--- Task description ---
Set down the entries once more exactly as they were written.

══ Data to examine

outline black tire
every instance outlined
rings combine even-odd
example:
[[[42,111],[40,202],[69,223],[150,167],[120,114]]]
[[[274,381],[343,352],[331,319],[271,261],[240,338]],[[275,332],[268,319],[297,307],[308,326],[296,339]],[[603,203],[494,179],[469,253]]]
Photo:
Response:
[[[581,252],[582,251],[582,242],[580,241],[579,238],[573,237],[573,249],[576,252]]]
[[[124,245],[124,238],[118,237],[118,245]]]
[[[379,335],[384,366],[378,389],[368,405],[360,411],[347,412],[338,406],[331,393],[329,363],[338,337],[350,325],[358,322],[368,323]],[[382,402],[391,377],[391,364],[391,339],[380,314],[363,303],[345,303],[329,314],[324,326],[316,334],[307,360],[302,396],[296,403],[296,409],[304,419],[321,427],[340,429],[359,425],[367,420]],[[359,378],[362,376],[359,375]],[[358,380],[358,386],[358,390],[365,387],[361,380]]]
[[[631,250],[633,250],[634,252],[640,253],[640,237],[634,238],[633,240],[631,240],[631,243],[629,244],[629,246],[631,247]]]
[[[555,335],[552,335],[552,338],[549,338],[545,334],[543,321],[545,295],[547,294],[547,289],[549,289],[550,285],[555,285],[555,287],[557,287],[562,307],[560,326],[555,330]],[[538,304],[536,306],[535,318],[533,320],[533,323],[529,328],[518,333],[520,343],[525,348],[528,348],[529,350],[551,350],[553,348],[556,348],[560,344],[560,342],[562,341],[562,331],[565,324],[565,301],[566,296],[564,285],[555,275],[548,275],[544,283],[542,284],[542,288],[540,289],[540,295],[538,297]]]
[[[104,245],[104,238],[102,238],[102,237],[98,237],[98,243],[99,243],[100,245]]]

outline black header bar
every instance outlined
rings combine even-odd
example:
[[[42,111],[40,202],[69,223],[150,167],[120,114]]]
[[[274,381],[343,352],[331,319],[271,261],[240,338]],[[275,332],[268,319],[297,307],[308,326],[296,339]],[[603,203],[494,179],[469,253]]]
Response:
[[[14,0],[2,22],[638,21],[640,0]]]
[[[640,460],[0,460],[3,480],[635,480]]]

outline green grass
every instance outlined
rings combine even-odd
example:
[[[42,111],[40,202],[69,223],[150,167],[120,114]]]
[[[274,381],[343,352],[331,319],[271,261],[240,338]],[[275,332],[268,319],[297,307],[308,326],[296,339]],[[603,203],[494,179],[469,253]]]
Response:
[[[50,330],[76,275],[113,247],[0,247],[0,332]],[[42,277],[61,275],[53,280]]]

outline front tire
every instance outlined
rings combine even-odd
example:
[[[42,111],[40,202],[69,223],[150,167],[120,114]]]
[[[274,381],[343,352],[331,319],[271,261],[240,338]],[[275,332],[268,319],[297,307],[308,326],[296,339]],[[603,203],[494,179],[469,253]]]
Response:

════

--- Output for this task ---
outline black tire
every instance outlined
rings combine even-odd
example:
[[[42,111],[40,202],[69,223],[150,167],[120,114]]]
[[[274,381],[343,352],[331,319],[271,261],[240,338]],[[275,332],[268,319],[297,307],[308,326],[296,339]],[[603,203],[494,179],[469,253]]]
Photo:
Response:
[[[581,252],[582,251],[582,242],[580,241],[579,238],[573,237],[573,249],[576,252]]]
[[[124,245],[124,238],[118,237],[118,245]]]
[[[379,335],[384,366],[378,389],[368,405],[360,411],[347,412],[338,406],[331,393],[329,363],[338,337],[350,325],[358,322],[368,323]],[[382,402],[391,377],[391,364],[391,339],[380,314],[363,303],[345,303],[329,314],[324,326],[316,334],[307,360],[302,396],[296,403],[296,409],[304,419],[321,427],[340,429],[359,425],[367,420]],[[359,378],[362,376],[359,375]],[[358,380],[358,386],[358,390],[365,387],[361,380]]]
[[[631,250],[633,250],[634,252],[640,253],[640,237],[634,238],[633,240],[631,240],[631,243],[629,244],[629,246],[631,247]]]
[[[555,335],[552,335],[552,338],[549,338],[545,334],[543,321],[545,295],[547,294],[547,289],[549,289],[550,285],[555,285],[555,287],[557,287],[562,307],[560,326],[555,330]],[[538,304],[536,306],[535,318],[533,320],[533,323],[529,328],[518,333],[520,343],[525,348],[528,348],[529,350],[551,350],[553,348],[556,348],[560,344],[560,342],[562,341],[562,331],[565,324],[565,301],[566,296],[564,285],[555,275],[548,275],[544,283],[542,284],[542,288],[540,289],[540,295],[538,297]]]
[[[104,245],[104,238],[102,238],[102,237],[98,237],[98,243],[99,243],[100,245]]]

outline black header bar
every instance outlined
rings combine even-odd
example:
[[[42,111],[40,202],[69,223],[150,167],[120,114]]]
[[[274,381],[343,352],[331,319],[271,261],[240,338]],[[275,332],[268,319],[297,307],[308,326],[296,339]],[[603,203],[494,179],[469,253]]]
Response:
[[[14,0],[2,22],[638,21],[640,0]]]
[[[640,460],[0,460],[3,480],[635,480]]]

outline green grass
every instance outlined
rings combine even-odd
example:
[[[42,111],[40,202],[69,223],[150,167],[120,114]]]
[[[274,381],[343,352],[331,319],[271,261],[240,338]],[[275,332],[268,319],[297,307],[308,326],[296,339]],[[603,203],[494,179],[469,253]]]
Response:
[[[50,330],[76,275],[113,247],[0,247],[0,332]],[[42,277],[61,275],[53,280]]]

outline front tire
every instance outlined
rings combine even-odd
example:
[[[42,111],[40,202],[69,223],[150,167],[120,114]]]
[[[274,381],[343,352],[331,319],[271,261],[240,338]],[[275,332],[268,319],[297,307],[308,326],[296,339]],[[603,203],[494,179],[469,253]]]
Response:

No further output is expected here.